Pasaje de lectura →
Cuando llegó el día fijado por la Ley de Moisés para la purificación, subieron al niño a Jerusalén para presentarlo al Señor, como está escrito en la Ley: Todo varón primogénito será consagrado al Señor. También debían ofrecer en sacrificio un par de tórtolas o de pichones de paloma, como ordena la Ley del Señor.
Vivía entonces en Jerusalén un hombre llamado Simeón, que era justo y piadoso, un hombre que vivía esperando la consolación (paraklesis) de Israel, y el Espíritu Santo estaba sobre él; le había sido revelado por el Espíritu Santo que no moriría antes de ver al Mesías del Señor.

Registros proporcionados →
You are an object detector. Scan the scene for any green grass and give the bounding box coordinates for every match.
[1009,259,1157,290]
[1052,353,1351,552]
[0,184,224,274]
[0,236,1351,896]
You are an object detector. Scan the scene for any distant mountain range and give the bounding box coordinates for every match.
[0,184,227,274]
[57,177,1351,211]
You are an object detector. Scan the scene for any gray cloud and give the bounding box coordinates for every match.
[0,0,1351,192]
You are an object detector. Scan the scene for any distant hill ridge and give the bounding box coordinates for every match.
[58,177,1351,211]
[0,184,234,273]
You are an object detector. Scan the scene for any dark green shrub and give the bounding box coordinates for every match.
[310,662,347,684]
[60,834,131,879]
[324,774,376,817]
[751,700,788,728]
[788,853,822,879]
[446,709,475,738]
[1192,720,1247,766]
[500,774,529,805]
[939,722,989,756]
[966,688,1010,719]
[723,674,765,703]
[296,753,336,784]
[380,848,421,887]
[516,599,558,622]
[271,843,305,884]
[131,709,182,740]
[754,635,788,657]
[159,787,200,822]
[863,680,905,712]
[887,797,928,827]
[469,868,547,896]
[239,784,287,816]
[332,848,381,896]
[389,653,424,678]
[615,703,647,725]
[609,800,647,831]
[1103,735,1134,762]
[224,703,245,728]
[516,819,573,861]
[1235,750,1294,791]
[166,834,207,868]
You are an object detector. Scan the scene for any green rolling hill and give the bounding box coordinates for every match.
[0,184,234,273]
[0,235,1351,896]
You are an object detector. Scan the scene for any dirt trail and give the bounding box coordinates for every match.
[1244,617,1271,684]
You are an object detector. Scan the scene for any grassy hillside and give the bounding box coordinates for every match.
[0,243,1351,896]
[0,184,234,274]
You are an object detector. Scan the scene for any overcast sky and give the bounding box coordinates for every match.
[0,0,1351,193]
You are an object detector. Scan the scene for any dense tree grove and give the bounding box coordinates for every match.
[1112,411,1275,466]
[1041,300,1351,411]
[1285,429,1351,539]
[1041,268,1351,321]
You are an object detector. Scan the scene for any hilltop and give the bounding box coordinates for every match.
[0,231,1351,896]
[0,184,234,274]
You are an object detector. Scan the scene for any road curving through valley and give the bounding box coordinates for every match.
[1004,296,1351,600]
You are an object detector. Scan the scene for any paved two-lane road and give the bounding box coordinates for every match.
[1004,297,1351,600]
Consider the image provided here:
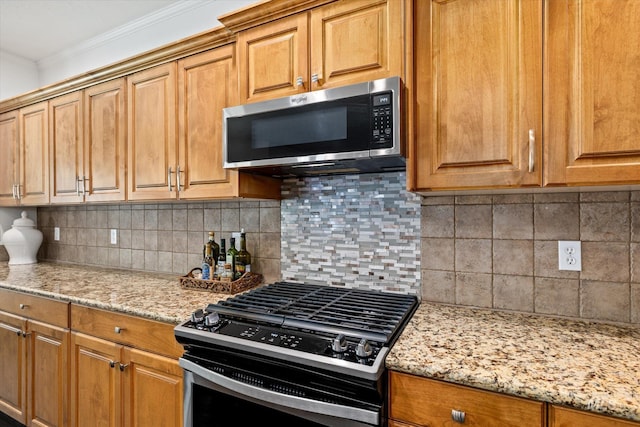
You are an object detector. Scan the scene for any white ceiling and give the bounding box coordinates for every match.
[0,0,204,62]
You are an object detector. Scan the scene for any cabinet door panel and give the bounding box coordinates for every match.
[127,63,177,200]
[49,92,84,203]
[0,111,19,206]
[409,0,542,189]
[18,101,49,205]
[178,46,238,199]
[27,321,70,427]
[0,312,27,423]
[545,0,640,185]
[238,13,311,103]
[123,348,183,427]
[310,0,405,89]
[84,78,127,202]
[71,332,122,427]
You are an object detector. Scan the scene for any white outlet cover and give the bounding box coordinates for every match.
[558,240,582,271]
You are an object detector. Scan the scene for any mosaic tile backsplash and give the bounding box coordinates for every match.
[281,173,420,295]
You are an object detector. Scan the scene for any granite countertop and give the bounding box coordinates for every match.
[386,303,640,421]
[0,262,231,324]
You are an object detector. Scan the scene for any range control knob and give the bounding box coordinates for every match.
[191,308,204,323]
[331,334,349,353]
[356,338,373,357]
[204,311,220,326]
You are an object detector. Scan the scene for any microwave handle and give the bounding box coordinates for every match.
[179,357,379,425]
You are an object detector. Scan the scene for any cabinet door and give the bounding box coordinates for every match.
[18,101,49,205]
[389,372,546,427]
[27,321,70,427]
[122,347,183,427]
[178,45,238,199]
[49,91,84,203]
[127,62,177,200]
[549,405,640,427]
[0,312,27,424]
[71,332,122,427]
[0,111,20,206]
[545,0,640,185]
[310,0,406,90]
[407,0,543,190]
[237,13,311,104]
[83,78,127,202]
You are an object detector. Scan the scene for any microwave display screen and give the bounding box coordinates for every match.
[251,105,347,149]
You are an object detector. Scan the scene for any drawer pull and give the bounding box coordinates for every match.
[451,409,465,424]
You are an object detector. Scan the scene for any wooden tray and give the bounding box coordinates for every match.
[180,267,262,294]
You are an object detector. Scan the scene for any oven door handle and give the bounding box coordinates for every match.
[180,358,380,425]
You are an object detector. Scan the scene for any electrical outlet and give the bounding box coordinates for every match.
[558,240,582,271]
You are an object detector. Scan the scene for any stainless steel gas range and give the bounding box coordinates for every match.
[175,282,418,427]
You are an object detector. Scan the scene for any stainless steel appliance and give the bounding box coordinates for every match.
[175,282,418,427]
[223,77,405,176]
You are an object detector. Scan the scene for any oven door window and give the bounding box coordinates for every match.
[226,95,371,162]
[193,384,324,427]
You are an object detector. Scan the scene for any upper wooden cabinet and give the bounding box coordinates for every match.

Objetivo A →
Reproduce fielmente un fragmento del pasaje de lectura, empezando en las palabras que contienen "Cuando llegó el" y terminando después de "Ley del Señor.".
Objetivo B →
Traduce al inglés la siguiente oración del pasaje de lectura: "También debían ofrecer en sacrificio un par de tórtolas o de pichones de paloma, como ordena la Ley del Señor."

Respuesta final A →
Cuando llegó el día fijado por la Ley de Moisés para la purificación, subieron al niño a Jerusalén para presentarlo al Señor, como está escrito en la Ley: Todo varón primogénito será consagrado al Señor. También debían ofrecer en sacrificio un par de tórtolas o de pichones de paloma, como ordena la Ley del Señor.

Respuesta final B →
They also had to offer in sacrifice a pair of turtledoves or young pigeons, as the Law of the Lord commands.